There’s nothing like the launch into yet another year (2016?! Really?!) to take stock of our expectations of the materials that enhance and facilitate our lives.
For one, consider metals, and their impressive ability to deliver on promises big and small. Key among them, for the coming calendric stretch: increasing lightweightness.
Lighter metals are real sensations for the gifts they bestow on all manner of engineering initiatives. The less metal weighs, after all, the less it drags down the objectives it seeks to fulfill.
The aluminum-bodied Ford F-150 is an example of this reality. Here, manufacturers turned to lighter metals to meet fuel economy standards.
More lightweight exoskeletons bear particular promise for the less laboured existences they extend to injured people who need them to return to more active lives.
Inside this context comes the news that a team of metal whizzes at UCLA’s Henry Samueli School of Engineering and Applied Science have achieved a genuine breakthrough on this front in the form of a super-strong structural metal that is also extremely light.
The impressively high specific strength and modulus, or stiffness-to-weight ratio of this metal marvel means it can withstand an unprecedented amount of weight (and heat) without splintering.
Made from magnesium and silicon carbide ceramic nanoparticles, this is a structural or load-bearing metal. As such, it’s used in the construction of buildings and vehicles, where the dual properties of lightness and strength are paramount.

:: Tasks ::
(a) Please print the lightweight metals passage word for word, from "The impressively high" to "strength are paramount.".
(b) Write the next part of the lightweight metals passage, starting after its last sentence.

:: Data provided ::
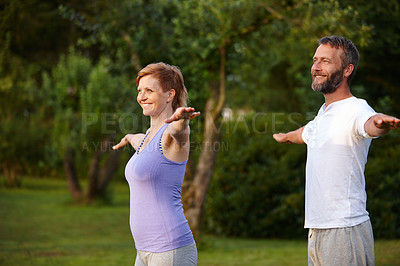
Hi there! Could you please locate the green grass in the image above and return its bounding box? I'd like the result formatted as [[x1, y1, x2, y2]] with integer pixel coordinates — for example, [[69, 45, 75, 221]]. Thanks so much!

* * *

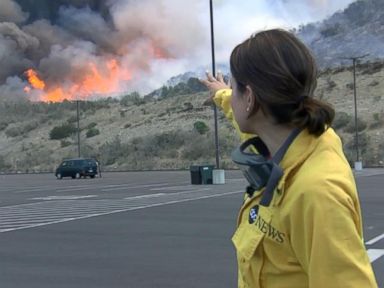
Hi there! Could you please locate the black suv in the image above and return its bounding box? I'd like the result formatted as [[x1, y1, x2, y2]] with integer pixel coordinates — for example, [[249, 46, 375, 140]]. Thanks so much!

--

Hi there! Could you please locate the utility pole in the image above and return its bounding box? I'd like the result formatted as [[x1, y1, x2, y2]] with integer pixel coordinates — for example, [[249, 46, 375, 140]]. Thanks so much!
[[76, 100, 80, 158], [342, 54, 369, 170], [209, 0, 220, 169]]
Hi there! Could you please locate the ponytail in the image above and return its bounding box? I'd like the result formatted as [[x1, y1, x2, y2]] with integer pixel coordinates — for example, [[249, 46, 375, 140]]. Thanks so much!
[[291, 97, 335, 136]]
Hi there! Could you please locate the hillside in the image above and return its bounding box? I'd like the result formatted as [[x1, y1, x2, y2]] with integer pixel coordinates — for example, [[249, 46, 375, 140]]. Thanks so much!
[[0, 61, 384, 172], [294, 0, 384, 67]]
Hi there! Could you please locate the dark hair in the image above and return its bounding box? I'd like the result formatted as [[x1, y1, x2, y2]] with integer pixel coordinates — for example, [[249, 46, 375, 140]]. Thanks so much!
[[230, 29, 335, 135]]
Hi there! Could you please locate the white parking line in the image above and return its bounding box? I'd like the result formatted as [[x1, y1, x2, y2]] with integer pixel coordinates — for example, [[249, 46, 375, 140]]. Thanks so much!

:: Answers to this exercise ::
(a)
The impressively high specific strength and modulus, or stiffness-to-weight ratio of this metal marvel means it can withstand an unprecedented amount of weight (and heat) without splintering.
Made from magnesium and silicon carbide ceramic nanoparticles, this is a structural or load-bearing metal. As such, it’s used in the construction of buildings and vehicles, where the dual properties of lightness and strength are paramount.

(b)
With this novel metal, researchers have infused magnesium—two-thirds the density of aluminum and the lightest structural metal—with many minuscule particles of ceramic silicon carbide—an ultra-hard ceramic commonly used in industrial cutting blades —and added significant strength, stiffness, plasticity, and durability in the process.
Specifically, the new metal (more accurately called a metal nanocomposite) is about 14% silicon carbide nanoparticles and 86% magnesium, the latter an abundant resource that doesn’t threaten environmental damage.
The result is an innovation—news of which was just published in Nature—that offers record levels of strength and stability.
As this new class of metals polishes its revolutionary properties, the airplane, spacecraft, mobile electronics, automobile, and biomedical devices industries stand eagerly by.